*** EXERCISE MATERIAL ***

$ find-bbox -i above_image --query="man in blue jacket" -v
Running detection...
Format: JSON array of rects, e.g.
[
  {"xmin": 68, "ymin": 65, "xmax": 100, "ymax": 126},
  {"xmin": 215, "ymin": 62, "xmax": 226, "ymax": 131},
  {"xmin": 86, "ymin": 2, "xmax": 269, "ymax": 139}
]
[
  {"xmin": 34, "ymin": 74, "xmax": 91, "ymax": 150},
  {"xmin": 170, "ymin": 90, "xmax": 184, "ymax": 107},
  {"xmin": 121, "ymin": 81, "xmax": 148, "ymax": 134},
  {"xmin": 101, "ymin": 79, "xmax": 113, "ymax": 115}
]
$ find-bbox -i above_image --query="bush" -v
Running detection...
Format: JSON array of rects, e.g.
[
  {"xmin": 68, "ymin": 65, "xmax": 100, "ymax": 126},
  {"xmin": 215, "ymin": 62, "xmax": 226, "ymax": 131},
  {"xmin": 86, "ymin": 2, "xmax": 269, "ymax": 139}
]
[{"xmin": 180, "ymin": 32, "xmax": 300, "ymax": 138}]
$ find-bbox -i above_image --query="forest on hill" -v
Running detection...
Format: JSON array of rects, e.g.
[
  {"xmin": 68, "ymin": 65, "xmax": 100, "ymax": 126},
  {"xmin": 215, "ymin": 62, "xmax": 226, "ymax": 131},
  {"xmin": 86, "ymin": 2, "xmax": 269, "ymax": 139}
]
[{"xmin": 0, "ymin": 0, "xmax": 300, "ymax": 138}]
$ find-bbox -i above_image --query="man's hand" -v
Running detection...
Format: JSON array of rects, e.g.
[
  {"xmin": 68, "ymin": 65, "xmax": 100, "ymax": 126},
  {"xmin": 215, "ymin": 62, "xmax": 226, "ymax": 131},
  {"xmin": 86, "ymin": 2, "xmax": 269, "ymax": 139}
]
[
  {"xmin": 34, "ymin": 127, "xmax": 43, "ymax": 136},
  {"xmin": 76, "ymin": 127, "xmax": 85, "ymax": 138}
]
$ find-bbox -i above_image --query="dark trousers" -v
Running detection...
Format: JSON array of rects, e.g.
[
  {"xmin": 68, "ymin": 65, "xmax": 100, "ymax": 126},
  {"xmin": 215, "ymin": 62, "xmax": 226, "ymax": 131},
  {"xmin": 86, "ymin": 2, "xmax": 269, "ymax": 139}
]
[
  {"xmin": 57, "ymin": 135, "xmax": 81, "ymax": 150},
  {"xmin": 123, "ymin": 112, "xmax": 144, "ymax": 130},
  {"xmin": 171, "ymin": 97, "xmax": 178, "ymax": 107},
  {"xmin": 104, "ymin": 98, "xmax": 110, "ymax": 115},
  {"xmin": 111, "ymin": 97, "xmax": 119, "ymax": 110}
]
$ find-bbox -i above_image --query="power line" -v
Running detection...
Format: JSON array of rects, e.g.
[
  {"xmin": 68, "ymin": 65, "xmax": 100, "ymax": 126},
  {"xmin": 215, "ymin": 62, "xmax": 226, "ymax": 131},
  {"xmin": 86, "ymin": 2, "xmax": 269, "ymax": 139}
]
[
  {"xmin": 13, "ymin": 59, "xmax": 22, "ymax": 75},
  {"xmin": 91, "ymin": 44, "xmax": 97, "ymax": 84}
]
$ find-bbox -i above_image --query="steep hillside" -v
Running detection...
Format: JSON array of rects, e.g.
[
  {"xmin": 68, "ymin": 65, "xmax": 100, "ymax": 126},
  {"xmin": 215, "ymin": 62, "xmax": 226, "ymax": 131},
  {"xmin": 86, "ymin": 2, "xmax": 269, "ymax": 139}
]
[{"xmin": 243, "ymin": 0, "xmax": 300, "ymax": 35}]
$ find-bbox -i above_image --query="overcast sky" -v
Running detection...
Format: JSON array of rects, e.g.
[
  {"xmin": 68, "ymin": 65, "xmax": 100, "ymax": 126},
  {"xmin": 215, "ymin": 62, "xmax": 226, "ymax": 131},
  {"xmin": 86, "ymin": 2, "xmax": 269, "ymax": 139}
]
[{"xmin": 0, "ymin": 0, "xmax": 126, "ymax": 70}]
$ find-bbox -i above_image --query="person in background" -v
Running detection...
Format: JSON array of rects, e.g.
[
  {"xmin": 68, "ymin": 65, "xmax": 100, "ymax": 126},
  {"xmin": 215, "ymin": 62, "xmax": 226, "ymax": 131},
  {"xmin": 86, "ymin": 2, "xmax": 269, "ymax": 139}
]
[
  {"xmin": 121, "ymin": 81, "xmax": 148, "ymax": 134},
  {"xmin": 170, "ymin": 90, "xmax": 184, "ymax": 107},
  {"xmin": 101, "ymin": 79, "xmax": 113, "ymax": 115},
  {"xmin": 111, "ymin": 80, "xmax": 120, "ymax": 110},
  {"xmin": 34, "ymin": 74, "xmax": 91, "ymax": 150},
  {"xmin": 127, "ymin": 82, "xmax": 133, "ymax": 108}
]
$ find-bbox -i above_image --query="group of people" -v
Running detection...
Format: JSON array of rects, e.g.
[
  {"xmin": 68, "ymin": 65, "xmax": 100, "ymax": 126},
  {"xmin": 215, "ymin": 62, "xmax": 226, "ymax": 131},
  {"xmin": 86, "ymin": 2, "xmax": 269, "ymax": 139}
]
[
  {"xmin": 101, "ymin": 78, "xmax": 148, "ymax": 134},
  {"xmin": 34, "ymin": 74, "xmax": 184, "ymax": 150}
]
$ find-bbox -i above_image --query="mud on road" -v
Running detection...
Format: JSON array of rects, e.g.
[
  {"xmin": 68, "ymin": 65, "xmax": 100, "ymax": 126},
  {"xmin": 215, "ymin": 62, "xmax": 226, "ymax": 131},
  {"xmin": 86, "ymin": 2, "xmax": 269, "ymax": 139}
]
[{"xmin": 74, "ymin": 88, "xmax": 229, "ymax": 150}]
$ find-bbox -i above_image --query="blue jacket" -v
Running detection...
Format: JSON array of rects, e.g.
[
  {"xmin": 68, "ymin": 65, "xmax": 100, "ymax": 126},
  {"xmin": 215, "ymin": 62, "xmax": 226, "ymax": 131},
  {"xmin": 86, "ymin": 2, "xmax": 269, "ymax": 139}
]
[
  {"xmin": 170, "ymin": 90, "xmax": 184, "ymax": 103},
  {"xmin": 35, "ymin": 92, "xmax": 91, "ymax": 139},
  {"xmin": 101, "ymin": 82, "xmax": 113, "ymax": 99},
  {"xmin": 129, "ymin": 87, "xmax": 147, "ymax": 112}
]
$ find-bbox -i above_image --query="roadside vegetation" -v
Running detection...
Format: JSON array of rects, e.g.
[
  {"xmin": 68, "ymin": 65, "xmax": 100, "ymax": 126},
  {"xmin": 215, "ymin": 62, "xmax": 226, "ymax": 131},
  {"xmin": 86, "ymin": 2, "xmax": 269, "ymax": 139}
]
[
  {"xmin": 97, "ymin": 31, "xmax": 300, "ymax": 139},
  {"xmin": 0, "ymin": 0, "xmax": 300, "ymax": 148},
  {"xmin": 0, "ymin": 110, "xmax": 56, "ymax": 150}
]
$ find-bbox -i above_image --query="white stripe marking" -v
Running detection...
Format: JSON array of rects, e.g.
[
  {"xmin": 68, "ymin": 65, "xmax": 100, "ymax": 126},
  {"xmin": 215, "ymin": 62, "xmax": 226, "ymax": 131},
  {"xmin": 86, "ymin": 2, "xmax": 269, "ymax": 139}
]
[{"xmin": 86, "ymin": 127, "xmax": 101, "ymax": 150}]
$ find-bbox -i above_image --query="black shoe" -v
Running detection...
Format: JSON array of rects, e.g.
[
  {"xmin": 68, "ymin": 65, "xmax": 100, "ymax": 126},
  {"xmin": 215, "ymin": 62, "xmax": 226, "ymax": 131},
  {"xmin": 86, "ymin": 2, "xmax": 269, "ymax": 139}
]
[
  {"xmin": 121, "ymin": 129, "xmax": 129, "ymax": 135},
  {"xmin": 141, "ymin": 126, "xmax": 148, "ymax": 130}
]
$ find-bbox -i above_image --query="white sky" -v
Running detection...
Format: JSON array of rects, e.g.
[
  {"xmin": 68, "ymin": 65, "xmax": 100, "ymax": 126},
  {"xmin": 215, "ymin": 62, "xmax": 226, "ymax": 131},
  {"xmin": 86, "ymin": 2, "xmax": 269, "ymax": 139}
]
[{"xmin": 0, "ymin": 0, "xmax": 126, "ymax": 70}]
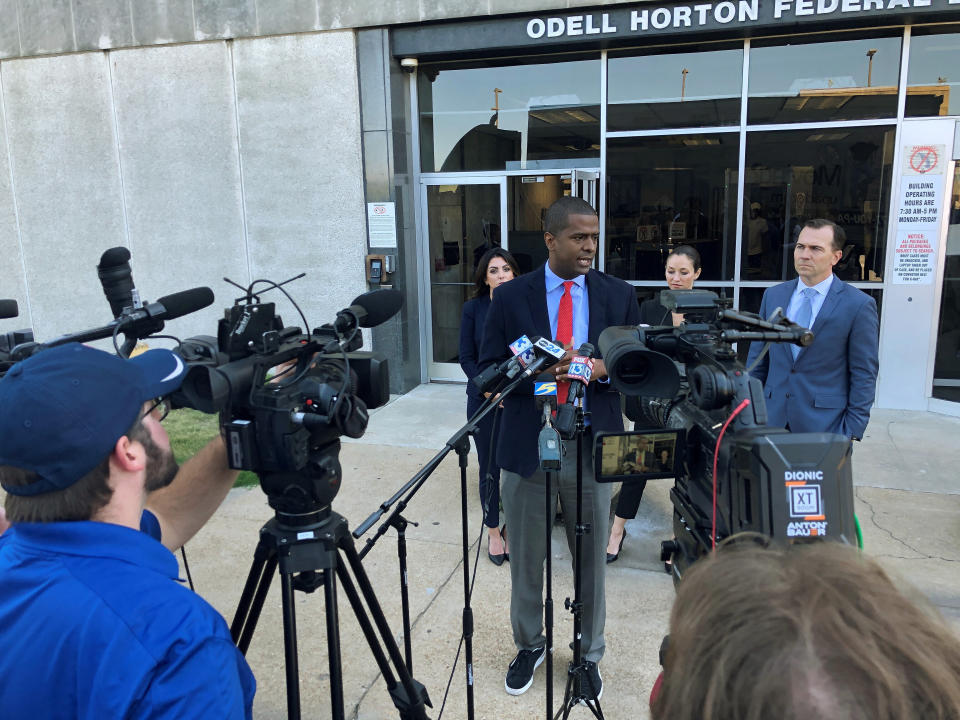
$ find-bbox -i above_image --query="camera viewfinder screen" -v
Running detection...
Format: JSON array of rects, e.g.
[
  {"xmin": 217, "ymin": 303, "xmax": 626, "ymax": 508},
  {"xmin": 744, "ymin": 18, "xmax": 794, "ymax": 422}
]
[{"xmin": 594, "ymin": 428, "xmax": 682, "ymax": 482}]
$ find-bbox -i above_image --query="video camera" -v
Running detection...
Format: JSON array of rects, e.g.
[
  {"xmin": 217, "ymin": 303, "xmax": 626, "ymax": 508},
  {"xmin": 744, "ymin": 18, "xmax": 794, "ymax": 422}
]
[
  {"xmin": 171, "ymin": 281, "xmax": 403, "ymax": 524},
  {"xmin": 599, "ymin": 290, "xmax": 856, "ymax": 582}
]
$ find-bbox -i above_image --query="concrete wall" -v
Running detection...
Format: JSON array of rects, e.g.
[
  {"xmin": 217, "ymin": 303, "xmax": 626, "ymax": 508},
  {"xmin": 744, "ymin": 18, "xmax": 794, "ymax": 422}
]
[
  {"xmin": 0, "ymin": 32, "xmax": 366, "ymax": 348},
  {"xmin": 0, "ymin": 0, "xmax": 624, "ymax": 58}
]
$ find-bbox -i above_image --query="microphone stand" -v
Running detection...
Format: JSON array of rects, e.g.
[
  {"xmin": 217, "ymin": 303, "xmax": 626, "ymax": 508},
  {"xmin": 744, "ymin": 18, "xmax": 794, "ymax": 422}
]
[
  {"xmin": 538, "ymin": 400, "xmax": 563, "ymax": 718},
  {"xmin": 548, "ymin": 406, "xmax": 603, "ymax": 720},
  {"xmin": 353, "ymin": 357, "xmax": 546, "ymax": 720}
]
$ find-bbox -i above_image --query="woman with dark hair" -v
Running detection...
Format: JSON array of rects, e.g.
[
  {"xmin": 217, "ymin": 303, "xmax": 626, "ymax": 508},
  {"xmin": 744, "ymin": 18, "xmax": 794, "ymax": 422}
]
[
  {"xmin": 607, "ymin": 245, "xmax": 701, "ymax": 563},
  {"xmin": 460, "ymin": 248, "xmax": 520, "ymax": 565}
]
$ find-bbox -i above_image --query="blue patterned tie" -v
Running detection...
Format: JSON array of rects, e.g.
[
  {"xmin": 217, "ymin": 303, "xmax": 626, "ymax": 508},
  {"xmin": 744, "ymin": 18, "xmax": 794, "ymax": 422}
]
[{"xmin": 790, "ymin": 288, "xmax": 817, "ymax": 362}]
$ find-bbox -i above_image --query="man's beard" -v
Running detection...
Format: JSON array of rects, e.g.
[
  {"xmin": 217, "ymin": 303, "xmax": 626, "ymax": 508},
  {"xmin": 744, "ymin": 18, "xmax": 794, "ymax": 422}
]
[{"xmin": 141, "ymin": 434, "xmax": 180, "ymax": 493}]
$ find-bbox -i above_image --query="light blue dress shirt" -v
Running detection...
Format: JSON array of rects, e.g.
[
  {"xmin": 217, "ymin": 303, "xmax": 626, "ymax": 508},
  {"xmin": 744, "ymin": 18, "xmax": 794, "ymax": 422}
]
[
  {"xmin": 543, "ymin": 263, "xmax": 590, "ymax": 350},
  {"xmin": 787, "ymin": 273, "xmax": 833, "ymax": 327}
]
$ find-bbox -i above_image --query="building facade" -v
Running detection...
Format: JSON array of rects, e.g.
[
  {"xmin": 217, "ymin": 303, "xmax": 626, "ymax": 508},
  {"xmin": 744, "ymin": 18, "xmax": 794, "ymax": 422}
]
[{"xmin": 0, "ymin": 0, "xmax": 960, "ymax": 414}]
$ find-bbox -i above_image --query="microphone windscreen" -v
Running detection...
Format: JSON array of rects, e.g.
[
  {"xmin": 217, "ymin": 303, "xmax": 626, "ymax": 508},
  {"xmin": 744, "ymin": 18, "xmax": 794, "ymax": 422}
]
[
  {"xmin": 97, "ymin": 245, "xmax": 130, "ymax": 270},
  {"xmin": 0, "ymin": 300, "xmax": 20, "ymax": 319},
  {"xmin": 157, "ymin": 287, "xmax": 213, "ymax": 320},
  {"xmin": 351, "ymin": 289, "xmax": 403, "ymax": 327}
]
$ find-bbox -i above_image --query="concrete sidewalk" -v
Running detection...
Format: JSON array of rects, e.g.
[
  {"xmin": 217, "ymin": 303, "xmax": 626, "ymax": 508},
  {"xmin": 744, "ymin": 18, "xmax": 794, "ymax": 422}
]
[{"xmin": 188, "ymin": 384, "xmax": 960, "ymax": 720}]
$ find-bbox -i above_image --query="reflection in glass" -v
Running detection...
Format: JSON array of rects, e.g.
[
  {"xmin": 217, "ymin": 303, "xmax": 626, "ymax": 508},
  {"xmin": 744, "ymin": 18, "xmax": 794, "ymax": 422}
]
[
  {"xmin": 417, "ymin": 60, "xmax": 600, "ymax": 172},
  {"xmin": 605, "ymin": 133, "xmax": 740, "ymax": 280},
  {"xmin": 607, "ymin": 48, "xmax": 743, "ymax": 130},
  {"xmin": 933, "ymin": 165, "xmax": 960, "ymax": 402},
  {"xmin": 747, "ymin": 37, "xmax": 900, "ymax": 124},
  {"xmin": 740, "ymin": 127, "xmax": 894, "ymax": 282},
  {"xmin": 507, "ymin": 175, "xmax": 570, "ymax": 273},
  {"xmin": 905, "ymin": 26, "xmax": 960, "ymax": 117},
  {"xmin": 427, "ymin": 185, "xmax": 500, "ymax": 363}
]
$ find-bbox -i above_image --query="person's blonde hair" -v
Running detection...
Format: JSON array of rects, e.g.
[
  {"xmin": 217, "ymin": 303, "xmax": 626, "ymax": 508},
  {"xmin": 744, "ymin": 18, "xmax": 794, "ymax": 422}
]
[{"xmin": 651, "ymin": 542, "xmax": 960, "ymax": 720}]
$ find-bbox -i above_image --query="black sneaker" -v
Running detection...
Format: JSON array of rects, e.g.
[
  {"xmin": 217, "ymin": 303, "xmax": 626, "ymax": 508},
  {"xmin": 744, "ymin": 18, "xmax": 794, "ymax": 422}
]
[
  {"xmin": 503, "ymin": 647, "xmax": 546, "ymax": 695},
  {"xmin": 580, "ymin": 660, "xmax": 603, "ymax": 705}
]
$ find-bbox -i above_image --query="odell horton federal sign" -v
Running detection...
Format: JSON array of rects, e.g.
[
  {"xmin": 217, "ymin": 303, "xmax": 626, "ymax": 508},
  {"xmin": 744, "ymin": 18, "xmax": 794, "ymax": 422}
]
[{"xmin": 391, "ymin": 0, "xmax": 960, "ymax": 57}]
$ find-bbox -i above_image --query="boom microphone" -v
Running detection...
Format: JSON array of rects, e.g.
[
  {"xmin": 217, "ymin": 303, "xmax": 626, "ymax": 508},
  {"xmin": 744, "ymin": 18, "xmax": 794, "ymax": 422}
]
[
  {"xmin": 13, "ymin": 287, "xmax": 213, "ymax": 360},
  {"xmin": 333, "ymin": 288, "xmax": 403, "ymax": 333},
  {"xmin": 0, "ymin": 300, "xmax": 20, "ymax": 320},
  {"xmin": 97, "ymin": 246, "xmax": 141, "ymax": 318}
]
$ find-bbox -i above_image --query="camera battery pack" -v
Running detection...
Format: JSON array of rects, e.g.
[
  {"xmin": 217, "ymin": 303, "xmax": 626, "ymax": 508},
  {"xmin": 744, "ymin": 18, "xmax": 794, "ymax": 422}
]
[{"xmin": 223, "ymin": 420, "xmax": 259, "ymax": 470}]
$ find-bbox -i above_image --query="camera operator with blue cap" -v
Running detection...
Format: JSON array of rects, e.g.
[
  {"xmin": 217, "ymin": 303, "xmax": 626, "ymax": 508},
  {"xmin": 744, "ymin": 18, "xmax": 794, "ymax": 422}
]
[{"xmin": 0, "ymin": 343, "xmax": 255, "ymax": 720}]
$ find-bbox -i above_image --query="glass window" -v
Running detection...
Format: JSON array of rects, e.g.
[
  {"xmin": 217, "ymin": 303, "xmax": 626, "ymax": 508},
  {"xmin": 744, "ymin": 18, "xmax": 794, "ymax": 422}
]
[
  {"xmin": 417, "ymin": 60, "xmax": 600, "ymax": 172},
  {"xmin": 904, "ymin": 25, "xmax": 960, "ymax": 117},
  {"xmin": 747, "ymin": 37, "xmax": 900, "ymax": 123},
  {"xmin": 607, "ymin": 47, "xmax": 743, "ymax": 130},
  {"xmin": 740, "ymin": 126, "xmax": 895, "ymax": 282},
  {"xmin": 933, "ymin": 164, "xmax": 960, "ymax": 402},
  {"xmin": 605, "ymin": 133, "xmax": 740, "ymax": 280}
]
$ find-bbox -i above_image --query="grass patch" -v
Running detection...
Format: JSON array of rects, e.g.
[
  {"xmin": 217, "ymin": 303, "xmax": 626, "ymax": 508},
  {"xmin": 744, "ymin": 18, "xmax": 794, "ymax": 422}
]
[{"xmin": 163, "ymin": 408, "xmax": 260, "ymax": 487}]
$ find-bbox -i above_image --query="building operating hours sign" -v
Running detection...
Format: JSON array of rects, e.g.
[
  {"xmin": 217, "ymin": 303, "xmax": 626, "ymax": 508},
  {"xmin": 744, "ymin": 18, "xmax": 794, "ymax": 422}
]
[{"xmin": 893, "ymin": 145, "xmax": 947, "ymax": 285}]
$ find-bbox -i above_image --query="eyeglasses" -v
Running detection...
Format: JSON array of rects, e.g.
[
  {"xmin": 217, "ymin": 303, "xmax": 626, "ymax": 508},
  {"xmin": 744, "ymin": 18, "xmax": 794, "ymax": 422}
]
[{"xmin": 141, "ymin": 398, "xmax": 170, "ymax": 422}]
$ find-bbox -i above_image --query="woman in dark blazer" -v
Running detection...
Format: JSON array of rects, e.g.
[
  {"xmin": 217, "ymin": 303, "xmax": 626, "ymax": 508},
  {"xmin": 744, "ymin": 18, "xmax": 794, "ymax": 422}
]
[
  {"xmin": 460, "ymin": 248, "xmax": 520, "ymax": 565},
  {"xmin": 607, "ymin": 245, "xmax": 700, "ymax": 563}
]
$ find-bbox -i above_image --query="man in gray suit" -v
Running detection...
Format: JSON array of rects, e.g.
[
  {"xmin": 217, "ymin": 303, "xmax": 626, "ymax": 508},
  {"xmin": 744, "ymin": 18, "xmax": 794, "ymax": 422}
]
[{"xmin": 747, "ymin": 219, "xmax": 879, "ymax": 440}]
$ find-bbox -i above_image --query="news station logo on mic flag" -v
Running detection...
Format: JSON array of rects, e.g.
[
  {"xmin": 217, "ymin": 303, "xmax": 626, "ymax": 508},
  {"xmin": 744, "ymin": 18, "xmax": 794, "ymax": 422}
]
[
  {"xmin": 510, "ymin": 335, "xmax": 535, "ymax": 367},
  {"xmin": 567, "ymin": 355, "xmax": 593, "ymax": 383},
  {"xmin": 533, "ymin": 380, "xmax": 557, "ymax": 396}
]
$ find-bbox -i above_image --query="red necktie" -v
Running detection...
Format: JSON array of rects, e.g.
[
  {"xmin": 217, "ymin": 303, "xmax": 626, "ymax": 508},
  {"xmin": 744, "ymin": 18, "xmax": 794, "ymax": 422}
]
[{"xmin": 556, "ymin": 280, "xmax": 573, "ymax": 405}]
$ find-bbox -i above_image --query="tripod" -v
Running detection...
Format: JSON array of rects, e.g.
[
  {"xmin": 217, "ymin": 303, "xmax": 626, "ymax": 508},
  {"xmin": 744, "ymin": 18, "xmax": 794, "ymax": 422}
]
[
  {"xmin": 548, "ymin": 406, "xmax": 603, "ymax": 720},
  {"xmin": 230, "ymin": 507, "xmax": 433, "ymax": 720}
]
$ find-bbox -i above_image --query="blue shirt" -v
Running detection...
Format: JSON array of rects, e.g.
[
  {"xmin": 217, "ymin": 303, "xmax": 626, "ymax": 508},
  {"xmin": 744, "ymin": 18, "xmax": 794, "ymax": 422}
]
[
  {"xmin": 543, "ymin": 263, "xmax": 590, "ymax": 350},
  {"xmin": 543, "ymin": 262, "xmax": 590, "ymax": 426},
  {"xmin": 787, "ymin": 273, "xmax": 833, "ymax": 327},
  {"xmin": 0, "ymin": 522, "xmax": 256, "ymax": 720}
]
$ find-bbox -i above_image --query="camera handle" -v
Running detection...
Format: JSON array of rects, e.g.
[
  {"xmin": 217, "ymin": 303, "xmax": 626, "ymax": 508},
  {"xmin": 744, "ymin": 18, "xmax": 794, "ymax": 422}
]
[{"xmin": 560, "ymin": 406, "xmax": 603, "ymax": 720}]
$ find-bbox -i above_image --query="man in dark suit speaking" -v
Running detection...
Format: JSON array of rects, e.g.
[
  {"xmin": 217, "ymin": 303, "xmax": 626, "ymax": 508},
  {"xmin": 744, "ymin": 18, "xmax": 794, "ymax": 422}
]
[
  {"xmin": 480, "ymin": 197, "xmax": 640, "ymax": 697},
  {"xmin": 747, "ymin": 219, "xmax": 879, "ymax": 440}
]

***

● **WHAT THE TASK ASKS**:
Extract the closing run of lines, starting with the one containing "in dark suit" and ending at the last, exactly as written.

● **WRITTEN ANSWER**:
$ find-bbox -i above_image --query="man in dark suit speaking" -v
Running detection...
Format: JSON array of rects, e.g.
[
  {"xmin": 217, "ymin": 303, "xmax": 626, "ymax": 508},
  {"xmin": 744, "ymin": 18, "xmax": 794, "ymax": 422}
]
[
  {"xmin": 480, "ymin": 197, "xmax": 640, "ymax": 697},
  {"xmin": 747, "ymin": 219, "xmax": 879, "ymax": 440}
]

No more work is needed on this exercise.